**EXERCISE GOAL**
Render every line of the data below as a Markdown table with the columns "No." and "Text," numbering the rows in order and skipping blank lines. Omit the pictures.

━━ SUPPLIED MATERIAL

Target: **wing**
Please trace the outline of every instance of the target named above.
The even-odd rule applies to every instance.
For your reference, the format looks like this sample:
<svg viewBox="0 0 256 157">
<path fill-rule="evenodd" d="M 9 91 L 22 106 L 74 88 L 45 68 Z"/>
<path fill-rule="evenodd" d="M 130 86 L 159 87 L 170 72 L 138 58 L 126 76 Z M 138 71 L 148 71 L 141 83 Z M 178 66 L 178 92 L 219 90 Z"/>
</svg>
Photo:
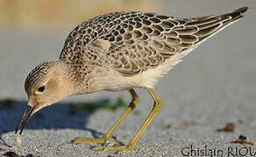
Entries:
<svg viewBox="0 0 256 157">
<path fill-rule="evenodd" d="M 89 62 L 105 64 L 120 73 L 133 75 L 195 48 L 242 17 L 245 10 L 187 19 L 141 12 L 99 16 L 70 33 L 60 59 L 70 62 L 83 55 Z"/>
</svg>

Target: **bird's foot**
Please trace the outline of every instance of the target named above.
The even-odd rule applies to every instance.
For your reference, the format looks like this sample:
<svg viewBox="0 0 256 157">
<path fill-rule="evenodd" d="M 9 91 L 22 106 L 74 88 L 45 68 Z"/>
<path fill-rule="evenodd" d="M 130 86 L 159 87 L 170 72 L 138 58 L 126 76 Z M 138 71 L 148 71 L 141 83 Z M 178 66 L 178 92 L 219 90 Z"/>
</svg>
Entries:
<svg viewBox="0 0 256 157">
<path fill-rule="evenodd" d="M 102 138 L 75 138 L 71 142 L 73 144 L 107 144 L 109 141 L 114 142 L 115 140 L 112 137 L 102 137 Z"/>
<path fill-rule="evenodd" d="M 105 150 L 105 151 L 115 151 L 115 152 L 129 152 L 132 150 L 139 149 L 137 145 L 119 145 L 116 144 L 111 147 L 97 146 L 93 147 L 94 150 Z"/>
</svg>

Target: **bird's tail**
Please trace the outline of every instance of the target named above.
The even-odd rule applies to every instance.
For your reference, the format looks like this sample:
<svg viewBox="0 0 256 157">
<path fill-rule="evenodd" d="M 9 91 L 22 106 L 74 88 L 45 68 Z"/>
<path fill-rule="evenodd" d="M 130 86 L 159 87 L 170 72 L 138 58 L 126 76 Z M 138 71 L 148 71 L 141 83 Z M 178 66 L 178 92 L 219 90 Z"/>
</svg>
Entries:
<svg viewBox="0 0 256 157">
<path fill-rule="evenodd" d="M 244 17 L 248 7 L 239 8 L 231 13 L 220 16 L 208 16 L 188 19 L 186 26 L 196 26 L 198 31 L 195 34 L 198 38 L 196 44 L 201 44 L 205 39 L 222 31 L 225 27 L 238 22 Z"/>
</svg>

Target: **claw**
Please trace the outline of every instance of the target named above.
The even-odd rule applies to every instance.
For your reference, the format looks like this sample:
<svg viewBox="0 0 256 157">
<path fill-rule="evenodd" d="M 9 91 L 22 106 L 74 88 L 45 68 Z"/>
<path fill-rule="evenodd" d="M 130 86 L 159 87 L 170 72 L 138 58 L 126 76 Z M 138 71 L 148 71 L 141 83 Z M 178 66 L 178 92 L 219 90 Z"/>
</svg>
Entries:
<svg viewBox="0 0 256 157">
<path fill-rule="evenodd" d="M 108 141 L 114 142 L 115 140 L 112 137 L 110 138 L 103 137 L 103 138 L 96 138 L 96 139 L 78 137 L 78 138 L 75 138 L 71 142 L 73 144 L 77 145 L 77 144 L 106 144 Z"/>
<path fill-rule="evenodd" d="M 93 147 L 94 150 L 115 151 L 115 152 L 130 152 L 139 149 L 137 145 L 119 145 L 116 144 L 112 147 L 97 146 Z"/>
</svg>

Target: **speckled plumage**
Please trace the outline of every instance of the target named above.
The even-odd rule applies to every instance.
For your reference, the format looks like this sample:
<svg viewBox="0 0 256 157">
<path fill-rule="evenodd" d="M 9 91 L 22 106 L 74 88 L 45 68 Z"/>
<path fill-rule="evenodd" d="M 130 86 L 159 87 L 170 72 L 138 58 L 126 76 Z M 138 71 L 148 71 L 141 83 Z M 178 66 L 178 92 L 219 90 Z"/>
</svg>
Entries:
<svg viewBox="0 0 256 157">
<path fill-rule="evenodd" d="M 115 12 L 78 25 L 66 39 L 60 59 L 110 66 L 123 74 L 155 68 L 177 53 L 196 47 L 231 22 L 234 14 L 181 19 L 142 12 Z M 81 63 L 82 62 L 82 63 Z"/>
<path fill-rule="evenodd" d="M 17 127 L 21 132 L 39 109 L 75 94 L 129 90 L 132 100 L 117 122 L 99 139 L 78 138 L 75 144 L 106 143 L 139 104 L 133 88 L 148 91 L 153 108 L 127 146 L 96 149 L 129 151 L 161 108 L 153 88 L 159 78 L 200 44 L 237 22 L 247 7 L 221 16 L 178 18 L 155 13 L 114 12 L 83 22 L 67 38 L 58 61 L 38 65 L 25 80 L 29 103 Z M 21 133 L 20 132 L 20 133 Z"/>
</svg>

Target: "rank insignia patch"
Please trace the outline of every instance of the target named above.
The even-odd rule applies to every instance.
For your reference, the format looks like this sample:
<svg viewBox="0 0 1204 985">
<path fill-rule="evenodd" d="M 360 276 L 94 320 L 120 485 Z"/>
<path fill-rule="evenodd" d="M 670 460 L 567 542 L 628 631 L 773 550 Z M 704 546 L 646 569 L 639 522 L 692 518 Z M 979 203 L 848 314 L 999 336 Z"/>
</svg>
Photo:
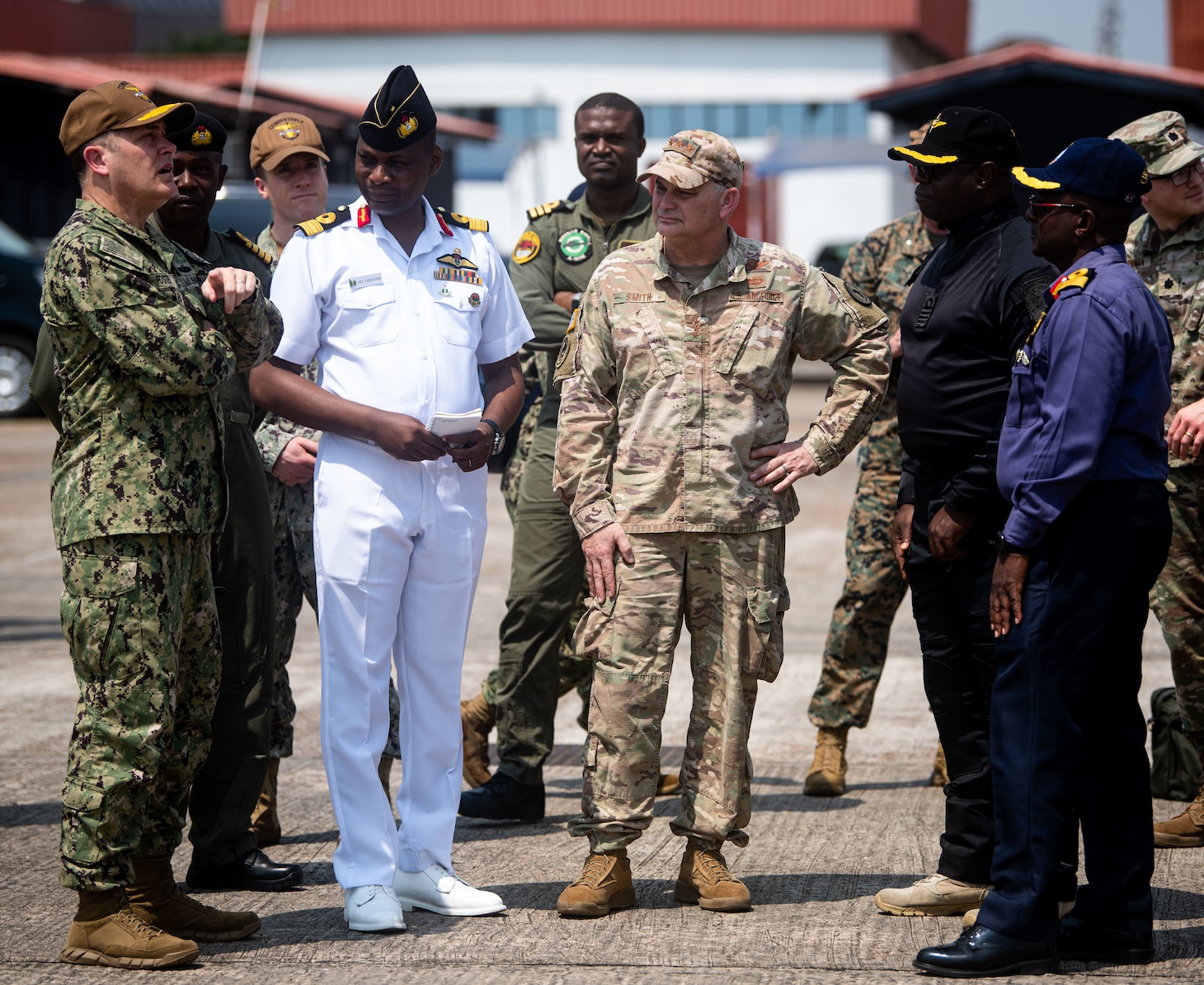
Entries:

━━━━

**REPLY**
| No. | Text |
|---|---|
| 1 | Target: **wing** |
| 2 | Please trace the outline of every instance of the target named above. |
| 3 | The even-odd rule applies to every instance. |
| 4 | For your reference, the format looks like this sample: |
| 5 | <svg viewBox="0 0 256 157"> |
| 6 | <path fill-rule="evenodd" d="M 9 91 L 22 106 L 74 88 L 45 68 Z"/> |
| 7 | <path fill-rule="evenodd" d="M 130 86 L 159 87 L 170 72 L 138 58 L 126 76 Z M 138 71 L 148 71 L 141 83 Z M 178 66 L 178 92 L 219 90 Z"/> |
| 8 | </svg> |
| 9 | Photo: |
| 10 | Entries: |
| 11 | <svg viewBox="0 0 256 157"> |
| 12 | <path fill-rule="evenodd" d="M 89 62 L 105 64 L 120 73 L 133 75 L 195 48 L 242 17 L 245 10 L 187 19 L 141 12 L 99 16 L 70 33 L 60 59 L 70 62 L 83 55 Z"/> |
| 13 | </svg> |
| 14 | Target: **bird's foot** |
| 15 | Please trace the outline of every instance of the target named above. |
| 16 | The even-odd rule applies to every instance. |
| 17 | For your reference, the format looks like this sample: |
| 18 | <svg viewBox="0 0 256 157"> |
| 19 | <path fill-rule="evenodd" d="M 9 91 L 22 106 L 74 88 L 45 68 Z"/> |
| 20 | <path fill-rule="evenodd" d="M 130 86 L 159 87 L 170 72 L 138 58 L 126 76 Z M 138 71 L 148 71 L 141 83 Z M 178 66 L 178 92 L 219 90 Z"/> |
| 21 | </svg> |
| 22 | Entries: |
| 23 | <svg viewBox="0 0 256 157"> |
| 24 | <path fill-rule="evenodd" d="M 102 138 L 75 138 L 71 142 L 73 144 L 107 144 L 109 141 L 114 142 L 115 140 L 112 137 L 102 137 Z"/> |
| 25 | <path fill-rule="evenodd" d="M 105 150 L 105 151 L 115 151 L 115 152 L 129 152 L 132 150 L 139 149 L 137 145 L 119 145 L 116 144 L 111 147 L 97 146 L 93 147 L 94 150 Z"/> |
| 26 | </svg> |
| 27 | Target: **bird's tail** |
| 28 | Please trace the outline of every instance of the target named above. |
| 29 | The even-odd rule applies to every instance. |
| 30 | For your reference, the format looks like this sample: |
| 31 | <svg viewBox="0 0 256 157"> |
| 32 | <path fill-rule="evenodd" d="M 9 91 L 22 106 L 74 88 L 45 68 Z"/> |
| 33 | <path fill-rule="evenodd" d="M 130 86 L 159 87 L 170 72 L 138 58 L 126 76 Z M 138 71 L 148 71 L 141 83 Z M 178 66 L 178 92 L 219 90 Z"/> |
| 34 | </svg> |
| 35 | Entries: |
| 36 | <svg viewBox="0 0 256 157"> |
| 37 | <path fill-rule="evenodd" d="M 244 17 L 248 7 L 239 8 L 231 13 L 220 16 L 208 16 L 188 19 L 186 26 L 196 26 L 198 31 L 195 34 L 198 38 L 196 44 L 201 44 L 205 39 L 222 31 L 225 27 L 238 22 Z"/> |
| 38 | </svg> |
| 39 | Target: **claw** |
| 40 | Please trace the outline of every instance of the target named above. |
| 41 | The even-odd rule applies to every instance. |
| 42 | For your reference, the format looks like this sample: |
| 43 | <svg viewBox="0 0 256 157"> |
| 44 | <path fill-rule="evenodd" d="M 9 91 L 22 106 L 74 88 L 45 68 Z"/> |
| 45 | <path fill-rule="evenodd" d="M 130 86 L 159 87 L 170 72 L 138 58 L 126 76 Z M 138 71 L 148 71 L 141 83 Z M 178 66 L 178 92 L 219 90 Z"/> |
| 46 | </svg> |
| 47 | Entries: |
| 48 | <svg viewBox="0 0 256 157"> |
| 49 | <path fill-rule="evenodd" d="M 108 141 L 114 142 L 115 140 L 112 137 L 110 138 L 103 137 L 103 138 L 96 138 L 96 139 L 78 137 L 78 138 L 75 138 L 71 142 L 73 144 L 77 145 L 77 144 L 106 144 Z"/> |
| 50 | <path fill-rule="evenodd" d="M 93 147 L 94 150 L 115 151 L 115 152 L 130 152 L 139 149 L 137 145 L 119 145 L 116 144 L 112 147 L 97 146 Z"/> |
| 51 | </svg> |
| 52 | Target: **speckled plumage** |
| 53 | Please trace the outline of every instance of the target named above. |
| 54 | The even-odd rule applies to every instance. |
| 55 | For your reference, the format looks like this sample: |
| 56 | <svg viewBox="0 0 256 157"> |
| 57 | <path fill-rule="evenodd" d="M 9 91 L 22 106 L 74 88 L 45 68 Z"/> |
| 58 | <path fill-rule="evenodd" d="M 130 86 L 159 87 L 170 72 L 138 58 L 126 76 Z M 138 71 L 148 71 L 141 83 Z M 178 66 L 178 92 L 219 90 Z"/> |
| 59 | </svg> |
| 60 | Entries: |
| 61 | <svg viewBox="0 0 256 157"> |
| 62 | <path fill-rule="evenodd" d="M 115 12 L 78 25 L 66 39 L 60 59 L 110 66 L 123 74 L 155 68 L 177 53 L 196 47 L 231 22 L 234 14 L 181 19 L 142 12 Z M 81 63 L 82 62 L 82 63 Z"/> |
| 63 | <path fill-rule="evenodd" d="M 17 127 L 21 132 L 39 109 L 75 94 L 129 90 L 132 100 L 117 122 L 99 139 L 78 138 L 75 144 L 106 143 L 139 104 L 133 88 L 148 91 L 153 108 L 127 146 L 96 149 L 129 151 L 161 108 L 153 88 L 159 78 L 200 44 L 237 22 L 247 7 L 221 16 L 178 18 L 155 13 L 114 12 L 83 22 L 67 38 L 58 61 L 38 65 L 25 80 L 29 103 Z M 21 133 L 20 132 L 20 133 Z"/> |
| 64 | </svg> |
| 65 | Target: "rank insignia patch" |
| 66 | Please trace the outline of every instance of the target named above. |
| 67 | The even-odd rule applies to every instance. |
| 68 | For your reference, the format looks like this sample: |
| 69 | <svg viewBox="0 0 1204 985"> |
| 70 | <path fill-rule="evenodd" d="M 360 276 L 94 320 L 120 485 Z"/> |
| 71 | <path fill-rule="evenodd" d="M 670 460 L 567 542 L 628 631 L 773 550 Z M 704 546 L 646 569 L 639 522 L 692 518 Z M 979 203 L 848 314 L 999 336 Z"/> |
| 72 | </svg> |
| 73 | Photo: |
| 74 | Entries: |